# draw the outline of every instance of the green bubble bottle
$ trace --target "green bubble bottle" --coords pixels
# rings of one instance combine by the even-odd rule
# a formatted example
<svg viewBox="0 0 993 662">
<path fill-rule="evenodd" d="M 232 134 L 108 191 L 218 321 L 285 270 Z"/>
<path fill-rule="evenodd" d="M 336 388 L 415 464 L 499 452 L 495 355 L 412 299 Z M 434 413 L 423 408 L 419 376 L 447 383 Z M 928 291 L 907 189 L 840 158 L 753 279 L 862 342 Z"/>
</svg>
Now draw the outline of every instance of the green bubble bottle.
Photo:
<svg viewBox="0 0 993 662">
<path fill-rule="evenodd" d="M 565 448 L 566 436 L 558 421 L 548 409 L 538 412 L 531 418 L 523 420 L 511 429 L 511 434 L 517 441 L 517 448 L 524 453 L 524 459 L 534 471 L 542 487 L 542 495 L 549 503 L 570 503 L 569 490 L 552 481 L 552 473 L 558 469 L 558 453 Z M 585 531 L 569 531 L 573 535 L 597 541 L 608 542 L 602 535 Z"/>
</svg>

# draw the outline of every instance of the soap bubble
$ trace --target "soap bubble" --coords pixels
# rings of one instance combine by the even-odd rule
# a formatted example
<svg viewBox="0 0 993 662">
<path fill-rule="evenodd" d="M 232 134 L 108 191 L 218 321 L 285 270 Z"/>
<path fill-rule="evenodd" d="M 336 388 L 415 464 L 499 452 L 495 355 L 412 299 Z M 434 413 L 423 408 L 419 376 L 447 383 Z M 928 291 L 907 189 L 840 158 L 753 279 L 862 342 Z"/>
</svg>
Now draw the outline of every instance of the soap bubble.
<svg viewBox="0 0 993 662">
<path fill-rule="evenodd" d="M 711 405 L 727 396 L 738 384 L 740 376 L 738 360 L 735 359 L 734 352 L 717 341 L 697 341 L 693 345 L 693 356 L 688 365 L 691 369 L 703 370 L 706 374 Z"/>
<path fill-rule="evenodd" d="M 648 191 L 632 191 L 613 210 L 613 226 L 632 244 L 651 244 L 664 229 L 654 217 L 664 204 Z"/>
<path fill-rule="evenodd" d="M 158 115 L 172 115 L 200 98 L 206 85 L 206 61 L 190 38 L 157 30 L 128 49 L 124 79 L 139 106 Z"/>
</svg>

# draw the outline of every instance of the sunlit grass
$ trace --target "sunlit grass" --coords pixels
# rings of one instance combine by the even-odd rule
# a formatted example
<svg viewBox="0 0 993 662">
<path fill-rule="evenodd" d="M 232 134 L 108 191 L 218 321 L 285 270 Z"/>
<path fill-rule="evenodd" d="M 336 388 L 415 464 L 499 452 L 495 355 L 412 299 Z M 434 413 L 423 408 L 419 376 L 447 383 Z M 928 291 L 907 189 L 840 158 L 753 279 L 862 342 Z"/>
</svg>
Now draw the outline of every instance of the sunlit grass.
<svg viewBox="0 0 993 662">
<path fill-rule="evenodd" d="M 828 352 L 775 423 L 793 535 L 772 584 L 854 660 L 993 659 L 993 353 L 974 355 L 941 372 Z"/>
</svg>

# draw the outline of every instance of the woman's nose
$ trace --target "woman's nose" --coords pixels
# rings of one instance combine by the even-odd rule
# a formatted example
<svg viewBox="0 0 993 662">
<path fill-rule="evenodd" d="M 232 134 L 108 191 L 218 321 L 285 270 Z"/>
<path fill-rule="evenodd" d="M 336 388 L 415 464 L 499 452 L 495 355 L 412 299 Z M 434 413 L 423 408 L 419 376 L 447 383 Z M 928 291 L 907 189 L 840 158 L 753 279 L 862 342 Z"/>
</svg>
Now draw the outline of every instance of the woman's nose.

----------

Rewrite all the records, changing each "draw the outline" to "mark the border" and leaving everything else the same.

# mark the border of every instance of the green bubble bottle
$ trace --target "green bubble bottle" --coords pixels
# rings of one instance combine by the even-odd rule
# a formatted example
<svg viewBox="0 0 993 662">
<path fill-rule="evenodd" d="M 232 134 L 108 191 L 218 321 L 285 270 Z"/>
<path fill-rule="evenodd" d="M 336 388 L 415 464 L 499 452 L 495 355 L 412 299 Z M 434 413 L 423 408 L 419 376 L 447 383 Z M 928 291 L 907 189 L 840 158 L 753 279 L 862 342 Z"/>
</svg>
Now mark the border of every instance of the green bubble bottle.
Photo:
<svg viewBox="0 0 993 662">
<path fill-rule="evenodd" d="M 565 448 L 566 436 L 558 421 L 548 409 L 538 412 L 531 418 L 523 420 L 511 429 L 511 434 L 517 441 L 517 448 L 524 453 L 524 459 L 534 471 L 542 487 L 542 495 L 549 503 L 570 503 L 569 490 L 552 481 L 552 473 L 558 469 L 558 453 Z M 585 531 L 569 531 L 573 535 L 597 541 L 608 542 L 602 535 Z"/>
</svg>

# mark the border of every instance of the soap bubble
$ trace --target "soap bubble" --coords pixels
# rings of one instance combine by the even-odd rule
# a formatted example
<svg viewBox="0 0 993 662">
<path fill-rule="evenodd" d="M 232 134 L 108 191 L 218 321 L 285 270 Z"/>
<path fill-rule="evenodd" d="M 336 388 L 415 464 L 499 452 L 495 355 L 412 299 Z M 434 413 L 423 408 L 419 376 L 447 383 Z M 928 291 L 907 189 L 840 158 L 753 279 L 862 342 Z"/>
</svg>
Now mark the border of every instance of the soap bubble.
<svg viewBox="0 0 993 662">
<path fill-rule="evenodd" d="M 711 405 L 727 396 L 738 384 L 740 376 L 738 360 L 735 359 L 734 352 L 717 341 L 697 341 L 693 345 L 693 356 L 688 365 L 691 369 L 703 370 L 706 374 Z"/>
<path fill-rule="evenodd" d="M 648 191 L 632 191 L 613 210 L 613 226 L 632 244 L 651 244 L 664 229 L 654 217 L 664 204 Z"/>
<path fill-rule="evenodd" d="M 158 115 L 172 115 L 200 98 L 206 85 L 206 61 L 190 38 L 157 30 L 128 49 L 124 79 L 139 106 Z"/>
</svg>

# mark the border of every instance of the sunlit grass
$ trace --target "sunlit grass" --coords pixels
# rings of one instance combine by the even-odd rule
# a formatted example
<svg viewBox="0 0 993 662">
<path fill-rule="evenodd" d="M 232 134 L 108 191 L 218 321 L 285 270 Z"/>
<path fill-rule="evenodd" d="M 336 388 L 415 464 L 499 452 L 495 355 L 412 299 Z M 434 413 L 423 408 L 419 376 L 447 383 Z M 928 291 L 907 189 L 840 158 L 753 279 L 862 342 Z"/>
</svg>
Now mark the border of every instance of the sunlit grass.
<svg viewBox="0 0 993 662">
<path fill-rule="evenodd" d="M 828 352 L 775 423 L 793 535 L 772 584 L 854 660 L 993 659 L 993 353 L 974 355 L 941 372 Z"/>
</svg>

# mark the border of every instance of the woman's nose
$ trace --target "woman's nose" --coords pixels
# rings of one instance combine by the even-odd rule
# a formatted example
<svg viewBox="0 0 993 662">
<path fill-rule="evenodd" d="M 232 134 L 108 191 L 218 321 L 285 270 Z"/>
<path fill-rule="evenodd" d="M 336 388 L 415 464 L 499 452 L 495 355 L 412 299 Z M 434 413 L 423 408 L 419 376 L 447 383 Z M 928 291 L 907 189 L 840 158 L 753 279 L 862 342 Z"/>
</svg>
Now mark the border of every instance of the woman's nose.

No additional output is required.